▶ [EXERCISE BRIEF]:
Reproduce the material word for word, beginning at the line containing "Note: in this drill the class marks the calm" and stopping after its final line.

------------------------------------------------

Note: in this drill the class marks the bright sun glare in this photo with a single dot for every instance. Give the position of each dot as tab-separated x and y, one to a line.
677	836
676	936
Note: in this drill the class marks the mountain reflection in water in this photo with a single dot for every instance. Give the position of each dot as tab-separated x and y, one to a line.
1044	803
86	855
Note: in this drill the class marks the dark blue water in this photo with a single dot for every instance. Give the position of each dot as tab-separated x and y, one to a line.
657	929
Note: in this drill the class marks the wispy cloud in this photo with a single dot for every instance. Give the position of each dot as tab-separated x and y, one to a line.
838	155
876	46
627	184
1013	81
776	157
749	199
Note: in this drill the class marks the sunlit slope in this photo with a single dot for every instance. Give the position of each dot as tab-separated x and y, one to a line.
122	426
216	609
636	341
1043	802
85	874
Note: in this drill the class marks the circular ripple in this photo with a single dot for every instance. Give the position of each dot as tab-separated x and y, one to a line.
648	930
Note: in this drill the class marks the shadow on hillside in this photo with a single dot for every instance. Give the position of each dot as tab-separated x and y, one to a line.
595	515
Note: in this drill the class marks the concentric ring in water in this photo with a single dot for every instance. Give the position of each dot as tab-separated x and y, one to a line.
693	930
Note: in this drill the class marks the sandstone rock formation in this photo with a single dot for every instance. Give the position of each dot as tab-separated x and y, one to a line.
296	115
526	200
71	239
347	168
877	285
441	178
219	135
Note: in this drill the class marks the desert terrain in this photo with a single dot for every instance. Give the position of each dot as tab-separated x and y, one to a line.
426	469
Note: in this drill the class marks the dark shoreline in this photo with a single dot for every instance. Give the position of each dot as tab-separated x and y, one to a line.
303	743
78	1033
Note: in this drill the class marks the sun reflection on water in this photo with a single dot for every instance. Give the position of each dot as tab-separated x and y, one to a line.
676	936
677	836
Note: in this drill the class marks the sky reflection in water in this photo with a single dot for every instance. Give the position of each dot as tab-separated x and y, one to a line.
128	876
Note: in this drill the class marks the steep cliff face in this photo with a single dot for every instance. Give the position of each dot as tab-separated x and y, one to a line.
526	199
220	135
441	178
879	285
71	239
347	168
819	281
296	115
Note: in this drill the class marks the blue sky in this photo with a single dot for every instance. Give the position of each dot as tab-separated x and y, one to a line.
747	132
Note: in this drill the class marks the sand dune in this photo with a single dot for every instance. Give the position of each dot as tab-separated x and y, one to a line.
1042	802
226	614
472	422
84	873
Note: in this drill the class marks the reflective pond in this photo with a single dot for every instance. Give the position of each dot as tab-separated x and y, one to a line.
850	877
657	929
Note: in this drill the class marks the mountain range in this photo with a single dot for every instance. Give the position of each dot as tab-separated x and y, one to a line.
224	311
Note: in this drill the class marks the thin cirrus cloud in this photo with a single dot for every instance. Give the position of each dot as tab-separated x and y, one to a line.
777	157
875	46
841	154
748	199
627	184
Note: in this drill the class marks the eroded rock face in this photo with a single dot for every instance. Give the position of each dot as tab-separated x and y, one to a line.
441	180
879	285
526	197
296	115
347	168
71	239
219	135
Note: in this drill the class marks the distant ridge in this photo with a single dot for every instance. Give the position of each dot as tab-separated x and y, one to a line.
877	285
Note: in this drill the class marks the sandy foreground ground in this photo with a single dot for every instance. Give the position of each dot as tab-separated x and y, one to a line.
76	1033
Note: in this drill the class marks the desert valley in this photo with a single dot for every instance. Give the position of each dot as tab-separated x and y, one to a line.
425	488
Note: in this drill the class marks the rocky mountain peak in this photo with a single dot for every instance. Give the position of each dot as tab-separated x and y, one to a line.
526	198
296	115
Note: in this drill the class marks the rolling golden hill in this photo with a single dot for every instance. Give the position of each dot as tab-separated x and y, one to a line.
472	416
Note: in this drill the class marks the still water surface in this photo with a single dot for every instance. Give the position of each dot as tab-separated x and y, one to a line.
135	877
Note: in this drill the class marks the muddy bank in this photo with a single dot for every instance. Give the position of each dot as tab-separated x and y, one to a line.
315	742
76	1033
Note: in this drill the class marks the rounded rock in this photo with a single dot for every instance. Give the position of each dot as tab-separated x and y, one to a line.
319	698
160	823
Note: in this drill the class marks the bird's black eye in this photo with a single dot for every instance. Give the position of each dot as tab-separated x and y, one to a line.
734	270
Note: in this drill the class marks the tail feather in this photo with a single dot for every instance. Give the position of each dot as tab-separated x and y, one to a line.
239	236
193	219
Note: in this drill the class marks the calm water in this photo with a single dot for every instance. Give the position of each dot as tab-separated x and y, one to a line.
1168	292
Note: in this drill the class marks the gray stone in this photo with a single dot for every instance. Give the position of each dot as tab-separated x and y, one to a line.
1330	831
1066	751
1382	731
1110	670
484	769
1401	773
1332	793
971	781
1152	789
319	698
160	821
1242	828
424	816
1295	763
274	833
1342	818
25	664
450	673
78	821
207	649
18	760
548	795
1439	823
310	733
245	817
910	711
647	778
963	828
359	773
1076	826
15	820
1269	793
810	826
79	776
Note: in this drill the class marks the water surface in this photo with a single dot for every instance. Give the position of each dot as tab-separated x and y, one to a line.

------------------------------------------------

▶ [ANSWER TO THIS PROBLEM]:
Note: in this drill the class marks the calm water in this photo with a single dot for every instance. Give the position of each dot as tab-separated x and y, one to a line.
1168	292
Note: in this drill the class marks the gray stone in this photo with a single dot for every instance. Give the position of each dot as tab-separated x and y, one to a line.
1330	831
1066	751
1382	731
1110	670
484	769
1401	773
1332	793
971	781
1152	789
319	698
160	821
1242	828
424	816
1295	763
274	833
1342	818
25	664
450	673
78	821
207	649
18	760
548	795
1439	823
310	733
245	817
910	711
647	778
963	828
359	773
1076	826
15	820
1269	793
810	826
79	776
Note: in this drill the class marks the water surface in this photo with a single dot for every instance. Give the position of each dot as tab-separated x and y, one to a line.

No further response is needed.